(AIM OF THE TASK) Copy the rows below word for word, keeping every line as it stands.
Start of THE RECORDS
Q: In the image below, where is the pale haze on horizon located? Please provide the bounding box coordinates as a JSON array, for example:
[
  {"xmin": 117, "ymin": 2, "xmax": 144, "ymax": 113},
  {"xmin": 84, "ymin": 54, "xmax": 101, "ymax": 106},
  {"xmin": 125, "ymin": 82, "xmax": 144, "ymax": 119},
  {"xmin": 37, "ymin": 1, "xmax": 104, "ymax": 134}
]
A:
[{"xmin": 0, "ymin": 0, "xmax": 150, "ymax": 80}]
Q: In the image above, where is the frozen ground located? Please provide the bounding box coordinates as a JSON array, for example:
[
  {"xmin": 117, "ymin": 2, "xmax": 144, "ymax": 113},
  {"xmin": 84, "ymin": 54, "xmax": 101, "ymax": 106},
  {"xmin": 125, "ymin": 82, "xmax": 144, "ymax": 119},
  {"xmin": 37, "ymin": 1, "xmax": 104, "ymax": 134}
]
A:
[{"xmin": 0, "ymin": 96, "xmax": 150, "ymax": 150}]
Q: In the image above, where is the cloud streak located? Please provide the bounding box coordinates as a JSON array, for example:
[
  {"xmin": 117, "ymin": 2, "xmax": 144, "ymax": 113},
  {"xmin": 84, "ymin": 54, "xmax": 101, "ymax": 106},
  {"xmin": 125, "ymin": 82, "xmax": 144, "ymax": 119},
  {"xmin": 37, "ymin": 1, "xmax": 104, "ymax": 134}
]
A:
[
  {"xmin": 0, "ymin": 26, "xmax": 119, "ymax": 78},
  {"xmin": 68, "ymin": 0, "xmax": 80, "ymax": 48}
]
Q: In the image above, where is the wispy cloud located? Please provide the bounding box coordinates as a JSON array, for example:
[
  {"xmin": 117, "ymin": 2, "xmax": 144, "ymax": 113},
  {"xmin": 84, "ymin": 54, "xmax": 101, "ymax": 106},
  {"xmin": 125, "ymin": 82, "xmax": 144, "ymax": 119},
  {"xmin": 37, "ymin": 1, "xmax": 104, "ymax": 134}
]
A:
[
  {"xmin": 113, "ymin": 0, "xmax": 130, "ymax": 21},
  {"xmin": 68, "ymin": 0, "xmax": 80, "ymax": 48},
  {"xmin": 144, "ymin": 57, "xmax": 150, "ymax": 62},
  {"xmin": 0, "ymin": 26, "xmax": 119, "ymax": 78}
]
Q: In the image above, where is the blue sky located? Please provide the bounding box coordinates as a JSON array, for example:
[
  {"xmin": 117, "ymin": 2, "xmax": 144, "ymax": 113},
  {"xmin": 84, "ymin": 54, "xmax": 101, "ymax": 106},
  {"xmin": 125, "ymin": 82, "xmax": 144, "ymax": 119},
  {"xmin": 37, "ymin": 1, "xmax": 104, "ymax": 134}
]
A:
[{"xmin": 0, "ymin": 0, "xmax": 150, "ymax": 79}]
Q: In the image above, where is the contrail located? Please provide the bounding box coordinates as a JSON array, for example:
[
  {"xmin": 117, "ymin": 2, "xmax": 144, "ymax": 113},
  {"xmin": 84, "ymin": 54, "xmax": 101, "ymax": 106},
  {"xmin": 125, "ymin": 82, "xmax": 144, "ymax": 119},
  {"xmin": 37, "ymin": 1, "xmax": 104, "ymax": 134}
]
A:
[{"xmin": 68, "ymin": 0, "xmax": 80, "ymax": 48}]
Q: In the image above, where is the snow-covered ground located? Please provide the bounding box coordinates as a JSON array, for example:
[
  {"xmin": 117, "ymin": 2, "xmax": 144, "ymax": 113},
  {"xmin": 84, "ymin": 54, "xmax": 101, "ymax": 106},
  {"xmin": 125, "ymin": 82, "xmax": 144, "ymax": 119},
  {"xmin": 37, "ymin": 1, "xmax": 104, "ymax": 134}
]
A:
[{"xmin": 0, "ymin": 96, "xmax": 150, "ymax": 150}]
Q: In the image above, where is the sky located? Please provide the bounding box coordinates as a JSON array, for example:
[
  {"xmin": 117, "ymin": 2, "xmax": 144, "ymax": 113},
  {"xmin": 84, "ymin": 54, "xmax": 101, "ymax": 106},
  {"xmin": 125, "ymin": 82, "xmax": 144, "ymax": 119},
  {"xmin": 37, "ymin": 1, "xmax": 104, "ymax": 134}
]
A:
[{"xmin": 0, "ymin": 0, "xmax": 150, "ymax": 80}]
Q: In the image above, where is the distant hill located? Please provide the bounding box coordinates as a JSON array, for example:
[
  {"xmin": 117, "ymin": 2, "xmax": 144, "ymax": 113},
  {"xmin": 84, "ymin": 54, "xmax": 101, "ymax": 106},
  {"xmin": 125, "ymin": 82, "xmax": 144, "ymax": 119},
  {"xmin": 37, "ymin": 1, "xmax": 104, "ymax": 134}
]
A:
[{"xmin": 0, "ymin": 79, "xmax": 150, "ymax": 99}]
End of THE RECORDS
(FULL SOLUTION)
Q: In the image below, where is the pale haze on horizon located? Please provide the bounding box coordinates as a JSON array, for example:
[
  {"xmin": 117, "ymin": 2, "xmax": 144, "ymax": 113},
  {"xmin": 84, "ymin": 54, "xmax": 101, "ymax": 106},
  {"xmin": 125, "ymin": 82, "xmax": 144, "ymax": 119},
  {"xmin": 37, "ymin": 1, "xmax": 104, "ymax": 134}
]
A:
[{"xmin": 0, "ymin": 0, "xmax": 150, "ymax": 80}]
Q: In the image above, where is the frozen ground located? Please provide the bounding box coordinates as a JSON array, for example:
[
  {"xmin": 117, "ymin": 2, "xmax": 144, "ymax": 113},
  {"xmin": 84, "ymin": 54, "xmax": 101, "ymax": 106},
  {"xmin": 125, "ymin": 82, "xmax": 144, "ymax": 119},
  {"xmin": 37, "ymin": 1, "xmax": 104, "ymax": 134}
]
A:
[{"xmin": 0, "ymin": 96, "xmax": 150, "ymax": 150}]
Q: In the image above, where is the cloud streak located? Please provide the bounding box coordinates as a JSON array, for example:
[
  {"xmin": 117, "ymin": 2, "xmax": 144, "ymax": 113},
  {"xmin": 84, "ymin": 54, "xmax": 101, "ymax": 106},
  {"xmin": 125, "ymin": 82, "xmax": 144, "ymax": 119},
  {"xmin": 37, "ymin": 1, "xmax": 104, "ymax": 134}
]
A:
[
  {"xmin": 0, "ymin": 26, "xmax": 119, "ymax": 78},
  {"xmin": 68, "ymin": 0, "xmax": 80, "ymax": 48}
]
Q: In the image above, where is the wispy cloud located? Please provide the bounding box coordinates as a JSON array, for example:
[
  {"xmin": 117, "ymin": 2, "xmax": 144, "ymax": 113},
  {"xmin": 84, "ymin": 54, "xmax": 101, "ymax": 106},
  {"xmin": 125, "ymin": 82, "xmax": 144, "ymax": 119},
  {"xmin": 37, "ymin": 1, "xmax": 104, "ymax": 134}
]
A:
[
  {"xmin": 113, "ymin": 0, "xmax": 130, "ymax": 21},
  {"xmin": 68, "ymin": 0, "xmax": 80, "ymax": 48},
  {"xmin": 144, "ymin": 57, "xmax": 150, "ymax": 62},
  {"xmin": 0, "ymin": 26, "xmax": 119, "ymax": 78}
]
Q: In the image above, where is the blue sky located? Please provide the bounding box coordinates as a JSON array, for example:
[
  {"xmin": 117, "ymin": 2, "xmax": 144, "ymax": 113},
  {"xmin": 84, "ymin": 54, "xmax": 101, "ymax": 106},
  {"xmin": 125, "ymin": 82, "xmax": 144, "ymax": 119},
  {"xmin": 37, "ymin": 1, "xmax": 104, "ymax": 134}
]
A:
[{"xmin": 0, "ymin": 0, "xmax": 150, "ymax": 79}]
Q: In the image above, where is the contrail located? Please provide the bounding box coordinates as a JSON array, for example:
[
  {"xmin": 117, "ymin": 2, "xmax": 144, "ymax": 113},
  {"xmin": 84, "ymin": 54, "xmax": 101, "ymax": 106},
  {"xmin": 125, "ymin": 82, "xmax": 144, "ymax": 119},
  {"xmin": 37, "ymin": 1, "xmax": 104, "ymax": 134}
]
A:
[{"xmin": 68, "ymin": 0, "xmax": 80, "ymax": 48}]
Q: In the image above, where is the snow-covered ground located? Please provide the bounding box coordinates as a JSON array, for example:
[
  {"xmin": 117, "ymin": 2, "xmax": 144, "ymax": 113},
  {"xmin": 84, "ymin": 54, "xmax": 101, "ymax": 106},
  {"xmin": 125, "ymin": 82, "xmax": 144, "ymax": 119},
  {"xmin": 37, "ymin": 1, "xmax": 104, "ymax": 134}
]
A:
[{"xmin": 0, "ymin": 96, "xmax": 150, "ymax": 150}]
Q: In the image above, where is the sky located? Please provide the bounding box coordinates as a JSON array, for example:
[
  {"xmin": 117, "ymin": 2, "xmax": 144, "ymax": 113},
  {"xmin": 84, "ymin": 54, "xmax": 101, "ymax": 106},
  {"xmin": 125, "ymin": 82, "xmax": 144, "ymax": 119},
  {"xmin": 37, "ymin": 1, "xmax": 104, "ymax": 134}
]
A:
[{"xmin": 0, "ymin": 0, "xmax": 150, "ymax": 80}]
Q: In the image above, where is the distant hill located? Please provide the bounding box coordinates as a JSON array, for example:
[
  {"xmin": 117, "ymin": 2, "xmax": 144, "ymax": 113},
  {"xmin": 84, "ymin": 54, "xmax": 101, "ymax": 106},
  {"xmin": 125, "ymin": 82, "xmax": 144, "ymax": 119},
  {"xmin": 37, "ymin": 1, "xmax": 104, "ymax": 134}
]
A:
[{"xmin": 0, "ymin": 79, "xmax": 150, "ymax": 99}]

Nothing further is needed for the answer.